* _TO DO_
Format every line below as a JSON list of strings, one string per line, skipping blank lines and leaving out the pictures.

STORED ROWS start

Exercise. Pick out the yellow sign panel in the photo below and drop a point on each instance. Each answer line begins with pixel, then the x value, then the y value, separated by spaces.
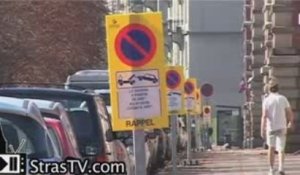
pixel 190 88
pixel 135 44
pixel 175 82
pixel 198 101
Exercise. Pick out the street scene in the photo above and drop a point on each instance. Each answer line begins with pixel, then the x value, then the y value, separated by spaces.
pixel 150 87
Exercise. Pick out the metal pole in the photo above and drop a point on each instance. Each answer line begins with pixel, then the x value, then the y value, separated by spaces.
pixel 188 123
pixel 139 152
pixel 198 140
pixel 139 135
pixel 174 143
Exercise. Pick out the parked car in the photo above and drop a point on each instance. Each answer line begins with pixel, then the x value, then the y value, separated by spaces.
pixel 88 123
pixel 88 79
pixel 25 130
pixel 127 138
pixel 61 129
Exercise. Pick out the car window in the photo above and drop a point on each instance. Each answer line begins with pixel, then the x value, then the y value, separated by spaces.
pixel 85 121
pixel 56 141
pixel 14 137
pixel 27 133
pixel 69 130
pixel 103 113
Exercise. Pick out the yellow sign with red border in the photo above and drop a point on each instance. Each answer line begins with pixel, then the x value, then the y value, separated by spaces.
pixel 135 44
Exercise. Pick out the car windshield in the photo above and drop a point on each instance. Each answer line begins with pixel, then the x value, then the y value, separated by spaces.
pixel 85 126
pixel 106 98
pixel 83 114
pixel 26 136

STORED ROWS end

* _FULL ANSWER_
[
  "Exercise. Pick out the yellow sign panel in the photo below and drop a point on each instance. Each answer line begins with pixel, then the x value, then the y value, separated by spaces.",
  "pixel 190 88",
  "pixel 135 44",
  "pixel 175 82",
  "pixel 198 101",
  "Exercise. Pick out the street scene in the photo above and drop a point on each instance. Each answer line begins with pixel, then the x value, then the y value, separated by spaces.",
  "pixel 150 87",
  "Exercise. Pick out the metal pole in the photo above and drop a point on each instance. Each answer line begins with pixel, then the x value, then the y value, separated by spaces.",
  "pixel 188 123",
  "pixel 139 152",
  "pixel 198 140",
  "pixel 139 135",
  "pixel 174 143",
  "Exercise. Pick out the parked car in the photo above and drop a point on each instance. Each answer line begins with pixel, then the x value, then the y value, separated by spaces.",
  "pixel 88 123",
  "pixel 88 79",
  "pixel 25 130",
  "pixel 127 138",
  "pixel 61 129",
  "Exercise. Pick out the car window in the photo above and drop a point on each instance. Each answer line begins with pixel, then the x value, then the y value, separated by spaces.",
  "pixel 85 121",
  "pixel 56 141",
  "pixel 14 137",
  "pixel 27 133",
  "pixel 69 130",
  "pixel 103 113",
  "Exercise. Pick out the yellow sign with red border in the photo above and drop a point on each instance. Each answer line begins with pixel, then the x value, then the y value, separated by spaces.",
  "pixel 135 44",
  "Exercise. Pick out the car windshield in the photo above and drop a point on each instance. Each answer line begins with pixel, then the x value, then the y value, separated by spaces.",
  "pixel 85 126",
  "pixel 106 98",
  "pixel 83 114",
  "pixel 26 136"
]